**WHAT TO WORK ON**
Express the items below as a JSON list of strings with one string per line, skipping blank lines and leaving the pictures out.

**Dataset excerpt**
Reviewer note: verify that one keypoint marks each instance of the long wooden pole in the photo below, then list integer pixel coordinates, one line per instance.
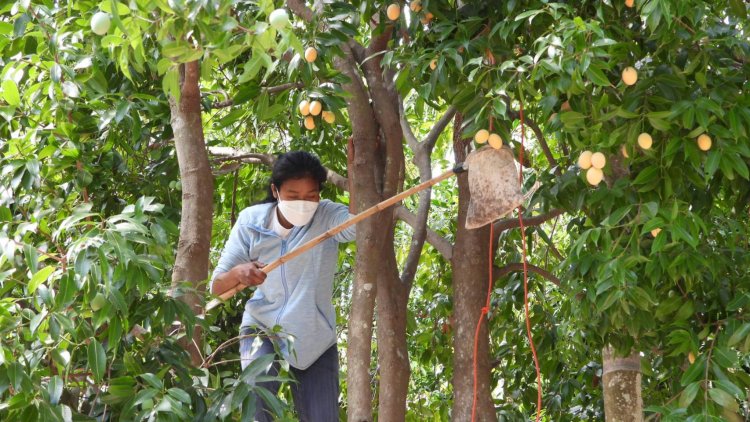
(333, 231)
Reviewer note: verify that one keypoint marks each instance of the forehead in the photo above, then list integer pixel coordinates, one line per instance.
(305, 184)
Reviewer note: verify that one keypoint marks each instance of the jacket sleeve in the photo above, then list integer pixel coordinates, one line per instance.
(235, 250)
(337, 214)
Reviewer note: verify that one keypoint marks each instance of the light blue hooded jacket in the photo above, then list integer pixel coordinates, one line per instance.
(297, 295)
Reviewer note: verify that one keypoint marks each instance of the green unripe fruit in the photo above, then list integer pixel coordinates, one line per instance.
(100, 23)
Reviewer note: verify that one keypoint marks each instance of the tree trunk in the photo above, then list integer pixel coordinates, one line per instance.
(393, 356)
(622, 387)
(191, 262)
(470, 277)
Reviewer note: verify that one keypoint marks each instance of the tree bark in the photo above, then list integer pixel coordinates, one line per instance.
(470, 262)
(621, 378)
(191, 262)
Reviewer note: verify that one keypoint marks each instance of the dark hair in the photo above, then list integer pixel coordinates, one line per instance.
(295, 165)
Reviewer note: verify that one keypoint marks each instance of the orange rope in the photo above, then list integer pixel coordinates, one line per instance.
(526, 277)
(484, 312)
(486, 308)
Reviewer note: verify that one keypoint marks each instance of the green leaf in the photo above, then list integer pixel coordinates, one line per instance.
(597, 76)
(10, 93)
(40, 277)
(54, 389)
(722, 398)
(689, 393)
(97, 359)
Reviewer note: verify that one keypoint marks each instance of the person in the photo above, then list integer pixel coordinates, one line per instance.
(298, 295)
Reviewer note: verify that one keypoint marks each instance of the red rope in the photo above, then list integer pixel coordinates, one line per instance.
(526, 276)
(486, 308)
(484, 312)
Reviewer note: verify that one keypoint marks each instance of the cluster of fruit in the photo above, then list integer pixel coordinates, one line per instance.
(310, 109)
(484, 135)
(593, 163)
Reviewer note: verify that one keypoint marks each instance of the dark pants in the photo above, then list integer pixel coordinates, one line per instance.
(315, 392)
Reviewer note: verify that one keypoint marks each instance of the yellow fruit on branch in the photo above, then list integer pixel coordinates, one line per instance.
(598, 160)
(704, 142)
(645, 140)
(315, 107)
(309, 123)
(328, 117)
(594, 176)
(304, 107)
(393, 11)
(584, 160)
(629, 75)
(311, 54)
(495, 141)
(481, 136)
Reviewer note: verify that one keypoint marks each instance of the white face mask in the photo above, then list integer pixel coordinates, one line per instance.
(298, 213)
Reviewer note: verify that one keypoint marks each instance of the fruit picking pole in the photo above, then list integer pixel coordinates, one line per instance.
(460, 168)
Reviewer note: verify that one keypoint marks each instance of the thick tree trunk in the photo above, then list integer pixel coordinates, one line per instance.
(191, 263)
(622, 387)
(470, 262)
(393, 356)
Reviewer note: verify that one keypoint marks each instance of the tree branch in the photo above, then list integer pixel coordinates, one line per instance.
(512, 223)
(270, 90)
(439, 127)
(499, 272)
(441, 244)
(233, 159)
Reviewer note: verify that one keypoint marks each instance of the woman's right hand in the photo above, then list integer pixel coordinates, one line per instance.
(249, 274)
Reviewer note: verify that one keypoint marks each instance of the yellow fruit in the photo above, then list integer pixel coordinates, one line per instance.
(315, 108)
(704, 142)
(329, 117)
(598, 160)
(481, 136)
(393, 11)
(594, 176)
(495, 141)
(629, 75)
(304, 107)
(645, 140)
(584, 160)
(311, 54)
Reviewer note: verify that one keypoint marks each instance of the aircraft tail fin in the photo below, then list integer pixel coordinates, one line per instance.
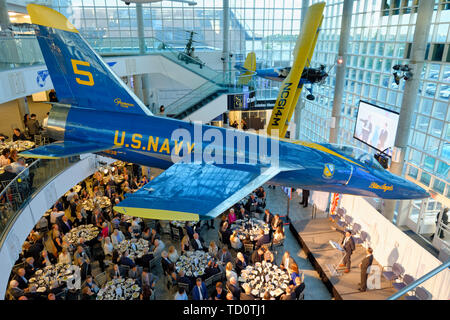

**SOLUTION BELOW**
[
  "Reviewer note: verify that one keypoint marks each instance of the long wooden pole in the photo below, then list integer pixel coordinates, one line per instance.",
  "(333, 231)",
  "Reviewer note: verify that one keypoint marks each instance of the forehead in the photo above, then list integer pixel coordinates, one line per instance.",
  "(305, 184)",
  "Reviewer note: verify that one keypoint marks each instance of the jacket sleeve in the photo above, then list integer pixel coordinates, one line per instance.",
  "(235, 250)",
  "(337, 214)",
  "Reviewer note: verify that one keypoint marks each instance of the light blue hooded jacket in the photo above, then list integer pixel coordinates, one line per instance.",
  "(297, 295)",
  "Reviewer note: verify that one keypoint marks each instance of the green unripe fruit in the photo above, then list integer pixel coordinates, one line per instance.",
  "(100, 23)",
  "Reviewer note: verify that one keypoint marks each instance of the tree trunk in the photo above, then list integer pixel coordinates, one line per instance.",
  "(393, 356)",
  "(622, 387)",
  "(191, 262)",
  "(470, 277)",
  "Reviewer note: verify that one keypoint marks each instance of the tree bark in the photo above, then list integer pixel coordinates, one line per instance.",
  "(470, 262)",
  "(621, 378)",
  "(191, 262)",
  "Reviewer note: verify that one keypoint marks each instance of the dark hair in the photo above, then list integer pixel coordinates, one line per instance.",
  "(295, 165)",
  "Reviewer note: verify that one keypoint marks each instance of the orange rope in the photo above, then list integer pixel coordinates, one line per instance.",
  "(526, 277)",
  "(484, 312)",
  "(486, 308)",
  "Reviewer note: verify that one keypoint marks each instance of the green leaf in the photo above, then list integer pixel coordinates, one line per instance.",
  "(597, 76)",
  "(10, 93)",
  "(40, 277)",
  "(54, 389)",
  "(722, 398)",
  "(689, 393)",
  "(97, 359)",
  "Reviewer note: verify that one keypoint marks each instance of the person in the photo above, then list integer pixel coordinates, one line per instance.",
  "(298, 295)",
  "Reviewer note: verify that one keypoint marks each instance of the red rope in the photo above, then list integer pixel coordinates, one line per instance.",
  "(526, 276)",
  "(486, 308)",
  "(484, 312)",
  "Reviewer note: verify that one keypoint marks each instance of the cluster of fruit in the photo above, then list integer pixel coordinates, one line per instance.",
  "(310, 109)",
  "(484, 135)",
  "(593, 163)",
  "Reviewer note: verify that one keypoint marks each instance of the dark pants in the photo above, then list integer pixel coordinates, one line per instance.",
  "(315, 392)",
  "Reviewer note: verify that one keypoint marks each instance of the yellow fruit on branch in the photo above, then list integer pixel coordinates, one line per instance.",
  "(598, 160)",
  "(704, 142)",
  "(645, 140)",
  "(315, 107)",
  "(309, 123)",
  "(328, 117)",
  "(594, 176)",
  "(304, 107)",
  "(393, 11)",
  "(584, 160)",
  "(629, 75)",
  "(311, 54)",
  "(495, 141)",
  "(481, 136)",
  "Reviewer note: verify that one keypoint marks each instance of the white face mask in the photo above, then list integer pixel coordinates, one line per instance.",
  "(298, 213)",
  "Reviewer note: verify that one keypoint marks each instance of the fruit picking pole in the photo above, then list integer pixel coordinates, one line per instance.",
  "(460, 168)",
  "Reviewer note: verify that one keypoint marks each instance of the thick tree trunk in the photo above, then list integer pixel coordinates, one line per instance.",
  "(191, 263)",
  "(622, 387)",
  "(470, 262)",
  "(393, 356)",
  "Reviewer note: verify that one keypoint marks each instance of the tree branch in the photo above, then list integer pixel coordinates, one line per instance.",
  "(512, 223)",
  "(270, 90)",
  "(439, 127)",
  "(499, 272)",
  "(441, 244)",
  "(233, 159)",
  "Reviewer note: verify that one keypoint marks each instance of the woman's right hand in the photo above, then list integer pixel coordinates, one line per instance.",
  "(249, 274)",
  "Reviewer note: verify that one keypoint marks each instance of the yellow fruit in the photo above, then list integer pixel coordinates, one line per instance.",
  "(315, 108)",
  "(704, 142)",
  "(329, 117)",
  "(598, 160)",
  "(481, 136)",
  "(393, 11)",
  "(594, 176)",
  "(495, 141)",
  "(629, 75)",
  "(304, 107)",
  "(645, 140)",
  "(584, 160)",
  "(311, 54)",
  "Reviewer note: verify that one keypoint marks each instance of the aircraft tail fin in the photo below, then list integer pixel coordinates, one line per instance."
]